***** Lesetext *****
Zoologie

Timur gibt nicht auf

Mit Steinadlern auf Beizjagd in Österreich

Garaj und Timur © Alexander Binder

Falls Vladimir Garaj aufgeregt ist, lässt der Slowake sich nichts anmerken, denn sein Schützling darf keine Nervosität spüren. Timur ist ein sechs Monate altes Steinadler-Männchen, und an diesem Tag soll er lernen, wie ein Adler Hasen fängt. Noch sitzt der goldbraun gefiederte Greifvogel ruhig auf der linken Hand Garajs. Der trägt einen schweren Lederhandschuh, damit ihn die Krallen des Adlers nicht verletzen. Über den Kopf gestülpt hat Timur eine kleine Lederhaube, die seine Augen verdeckt. „So bleibt der Vogel ruhig und wird nicht abgelenkt,“ erklärt Garaj.

Jagdsaison im Winter

Ablenkung gäbe es genug. Denn Garaj ist gemeinsam mit acht anderen Falknern und deren Vögeln unterwegs. Aus Schottland, Frankreich, Belgien und Deutschland sind die Jäger nach Retz in Niederösterreich gekommen, für ein nicht ganz alltägliches Schauspiel: Eine Jagd mit Steinadlern.

Steinadler © Alexander Binder

Mit arroganter Gelassenheit lassen sich die Greifvögel aus ihren Transportkisten holen. Ab und zu flattert einer mit nervösem Flügelschlagen auf, wird jedoch am „Geschüh“, dem um die Adlerklauen gebundenen Lederriemen, vom Falkner zurückgehalten, um sich schließlich ruhig auf dem Handschuh zurechtzusetzen.

Niederösterreich ist eine ideale Gegend für die Beizjagd, die Jagd mit Greifvögeln. Anstelle von riesigen Feldern beackern die Bauern hier viele kleine, manchmal nur einen oder zwei Hektar große Schläge. Wie Handtücher reihen sich Weinstöcke, Sonnenblumen- und Kürbisfelder aneinander, durchbrochen von Hecken. Hier fühlen sich Feldhasen, ein typisches Beizwild, besonders wohl. Hasen gibt es hier noch so viele, dass sie von Oktober bis Mitte Januar begrenzt gejagt werden dürfen.
*****
§ Deine Aufgaben
1. Beantworte zum Text über die Adlerjagd diese Fragen:
(a) Wie alt ist Timur?
(b) Mit wie vielen anderen Falknern ist Garaj unterwegs?
(c) In welchem Zeitraum dürfen die Hasen in Niederösterreich gejagt werden?
2. Schreib aus dem Text über die Adlerjagd alles von „Niederösterreich ist eine“ bis hinunter zu „gejagt werden dürfen.“ wortgetreu ab.
3. Schreib den Text über die Adlerjagd weiter, ab der Stelle, an der er endet.
***** Vorliegende Angaben *****
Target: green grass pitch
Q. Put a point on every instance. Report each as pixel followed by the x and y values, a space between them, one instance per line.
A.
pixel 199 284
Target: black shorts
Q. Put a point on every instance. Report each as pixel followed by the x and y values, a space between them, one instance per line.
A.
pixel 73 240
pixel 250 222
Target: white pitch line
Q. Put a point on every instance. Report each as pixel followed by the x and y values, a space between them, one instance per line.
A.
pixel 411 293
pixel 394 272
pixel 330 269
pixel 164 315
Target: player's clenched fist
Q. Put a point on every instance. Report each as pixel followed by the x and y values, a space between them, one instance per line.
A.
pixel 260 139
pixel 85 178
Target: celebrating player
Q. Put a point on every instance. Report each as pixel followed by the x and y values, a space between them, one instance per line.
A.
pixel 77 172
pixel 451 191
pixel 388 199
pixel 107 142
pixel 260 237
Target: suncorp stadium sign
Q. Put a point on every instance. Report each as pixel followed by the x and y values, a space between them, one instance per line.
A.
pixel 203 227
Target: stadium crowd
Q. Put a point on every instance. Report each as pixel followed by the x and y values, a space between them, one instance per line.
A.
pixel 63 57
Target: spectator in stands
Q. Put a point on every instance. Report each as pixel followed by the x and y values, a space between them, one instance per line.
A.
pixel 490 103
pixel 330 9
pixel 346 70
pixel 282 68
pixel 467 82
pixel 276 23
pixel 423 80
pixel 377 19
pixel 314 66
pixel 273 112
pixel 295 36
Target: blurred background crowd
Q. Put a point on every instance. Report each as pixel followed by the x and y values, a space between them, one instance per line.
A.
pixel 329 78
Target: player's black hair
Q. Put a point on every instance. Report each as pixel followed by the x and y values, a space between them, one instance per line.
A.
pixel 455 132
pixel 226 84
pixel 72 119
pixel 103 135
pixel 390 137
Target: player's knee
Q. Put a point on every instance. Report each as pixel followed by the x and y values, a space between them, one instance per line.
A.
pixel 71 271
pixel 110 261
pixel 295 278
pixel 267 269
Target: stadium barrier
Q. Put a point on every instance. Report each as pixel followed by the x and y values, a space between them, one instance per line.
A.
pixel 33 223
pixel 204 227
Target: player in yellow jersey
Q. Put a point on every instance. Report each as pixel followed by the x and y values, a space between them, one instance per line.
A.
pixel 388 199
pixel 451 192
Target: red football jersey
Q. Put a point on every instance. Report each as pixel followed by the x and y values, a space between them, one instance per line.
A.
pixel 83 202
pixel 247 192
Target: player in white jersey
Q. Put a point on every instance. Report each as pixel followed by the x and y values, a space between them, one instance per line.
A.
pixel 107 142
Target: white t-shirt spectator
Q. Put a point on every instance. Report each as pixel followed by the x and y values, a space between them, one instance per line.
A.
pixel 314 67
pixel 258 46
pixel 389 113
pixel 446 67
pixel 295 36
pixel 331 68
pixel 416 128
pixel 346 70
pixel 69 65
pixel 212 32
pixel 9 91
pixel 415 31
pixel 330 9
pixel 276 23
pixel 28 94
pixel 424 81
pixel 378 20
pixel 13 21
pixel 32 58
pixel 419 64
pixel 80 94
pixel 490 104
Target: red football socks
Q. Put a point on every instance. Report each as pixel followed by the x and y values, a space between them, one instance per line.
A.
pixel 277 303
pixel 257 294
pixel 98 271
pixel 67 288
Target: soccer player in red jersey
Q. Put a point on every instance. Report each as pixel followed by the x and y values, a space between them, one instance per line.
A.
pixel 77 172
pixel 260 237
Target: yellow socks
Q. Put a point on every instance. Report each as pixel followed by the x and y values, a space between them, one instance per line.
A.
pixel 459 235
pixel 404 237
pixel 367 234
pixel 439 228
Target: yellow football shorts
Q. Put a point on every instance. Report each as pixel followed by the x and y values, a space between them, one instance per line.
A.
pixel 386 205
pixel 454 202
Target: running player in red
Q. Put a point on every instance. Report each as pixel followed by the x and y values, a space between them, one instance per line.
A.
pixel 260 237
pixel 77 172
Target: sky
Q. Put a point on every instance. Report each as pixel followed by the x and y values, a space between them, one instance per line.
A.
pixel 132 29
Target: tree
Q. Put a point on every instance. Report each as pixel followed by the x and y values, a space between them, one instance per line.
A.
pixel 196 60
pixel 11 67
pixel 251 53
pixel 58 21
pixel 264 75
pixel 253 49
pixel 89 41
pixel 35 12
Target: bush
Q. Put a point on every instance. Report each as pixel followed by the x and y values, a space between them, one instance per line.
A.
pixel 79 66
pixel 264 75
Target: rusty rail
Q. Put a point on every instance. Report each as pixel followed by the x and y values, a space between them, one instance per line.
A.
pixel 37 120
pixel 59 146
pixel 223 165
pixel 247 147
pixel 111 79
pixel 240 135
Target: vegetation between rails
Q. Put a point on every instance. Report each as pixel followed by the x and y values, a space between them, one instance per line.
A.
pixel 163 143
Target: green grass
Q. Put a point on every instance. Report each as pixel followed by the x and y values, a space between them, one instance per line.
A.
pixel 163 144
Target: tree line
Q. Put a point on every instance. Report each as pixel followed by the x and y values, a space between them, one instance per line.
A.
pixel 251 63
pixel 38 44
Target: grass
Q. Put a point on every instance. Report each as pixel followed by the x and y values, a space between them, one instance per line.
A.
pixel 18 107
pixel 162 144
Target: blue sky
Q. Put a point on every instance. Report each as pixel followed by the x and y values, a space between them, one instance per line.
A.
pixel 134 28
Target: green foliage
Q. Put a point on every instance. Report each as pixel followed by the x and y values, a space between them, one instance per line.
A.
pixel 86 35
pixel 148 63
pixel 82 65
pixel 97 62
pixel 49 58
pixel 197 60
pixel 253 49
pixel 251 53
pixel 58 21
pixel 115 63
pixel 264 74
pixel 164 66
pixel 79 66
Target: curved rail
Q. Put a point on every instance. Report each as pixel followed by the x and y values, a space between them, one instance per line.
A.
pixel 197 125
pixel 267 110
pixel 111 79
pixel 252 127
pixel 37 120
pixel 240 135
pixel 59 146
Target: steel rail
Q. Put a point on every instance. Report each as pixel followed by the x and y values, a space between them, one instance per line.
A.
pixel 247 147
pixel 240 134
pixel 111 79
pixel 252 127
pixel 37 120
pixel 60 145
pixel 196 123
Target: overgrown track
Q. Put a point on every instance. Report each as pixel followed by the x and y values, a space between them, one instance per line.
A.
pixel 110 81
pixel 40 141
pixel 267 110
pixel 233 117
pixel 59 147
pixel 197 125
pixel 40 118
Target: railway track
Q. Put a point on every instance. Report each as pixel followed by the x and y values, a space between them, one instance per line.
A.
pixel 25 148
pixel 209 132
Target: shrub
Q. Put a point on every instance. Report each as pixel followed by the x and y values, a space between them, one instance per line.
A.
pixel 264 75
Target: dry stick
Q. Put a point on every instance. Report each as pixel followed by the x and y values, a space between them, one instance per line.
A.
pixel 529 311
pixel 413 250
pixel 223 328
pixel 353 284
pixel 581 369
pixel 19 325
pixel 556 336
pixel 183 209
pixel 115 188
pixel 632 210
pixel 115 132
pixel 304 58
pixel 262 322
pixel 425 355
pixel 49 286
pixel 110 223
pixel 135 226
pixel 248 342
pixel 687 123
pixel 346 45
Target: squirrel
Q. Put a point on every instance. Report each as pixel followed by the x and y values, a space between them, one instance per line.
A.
*****
§ Ergebnisse
1.
(a) Sechs Monate.
(b) Mit acht anderen Falknern.
(c) Von Oktober bis Mitte Januar.

2.
Niederösterreich ist eine ideale Gegend für die Beizjagd, die Jagd mit Greifvögeln. Anstelle von riesigen Feldern beackern die Bauern hier viele kleine, manchmal nur einen oder zwei Hektar große Schläge. Wie Handtücher reihen sich Weinstöcke, Sonnenblumen- und Kürbisfelder aneinander, durchbrochen von Hecken. Hier fühlen sich Feldhasen, ein typisches Beizwild, besonders wohl. Hasen gibt es hier noch so viele, dass sie von Oktober bis Mitte Januar begrenzt gejagt werden dürfen.

3.
Als Jagdleiterin Monika Hiebeler ein Zeichen gibt, stellen sich die Falkner, ihre Vögel auf der Faust, am Rande eines Stoppelfelds in einer Reihe auf, jeweils mit ein paar Metern Abstand zum nächsten Mann. Dann setzt sich die Kette langsam in Bewegung.

Pech für Timur

Jagdglück © Alexander Binder

Nach einem schweigsamen Marsch durch die Stoppeln springt schräg vor Falkner Garaj plötzlich ein Hase auf und prescht davon. „Hase!“ ruft der Nebenmann. Und noch während Garaj den Ruf mit „Adler!“ erwidert und damit den anderen Falknern zeigt, dass sein Adler fliegt, zieht er Timur blitzschnell die Haube vom Kopf, und wirft den Vogel in die Luft. Timur segelt über das Feld, doch dann hält er einen kurzen Augenblick inne, um den Hasen zu suchen. Dieser Moment entscheidet den Kampf. Zwar stößt der junge Adler hinab, doch er verfehlt den Hasen. Timur will der Beute hinterher. Doch ehe der schwere Vogel sich wieder aufgeschwungen hat, ist der Hase längst entkommen.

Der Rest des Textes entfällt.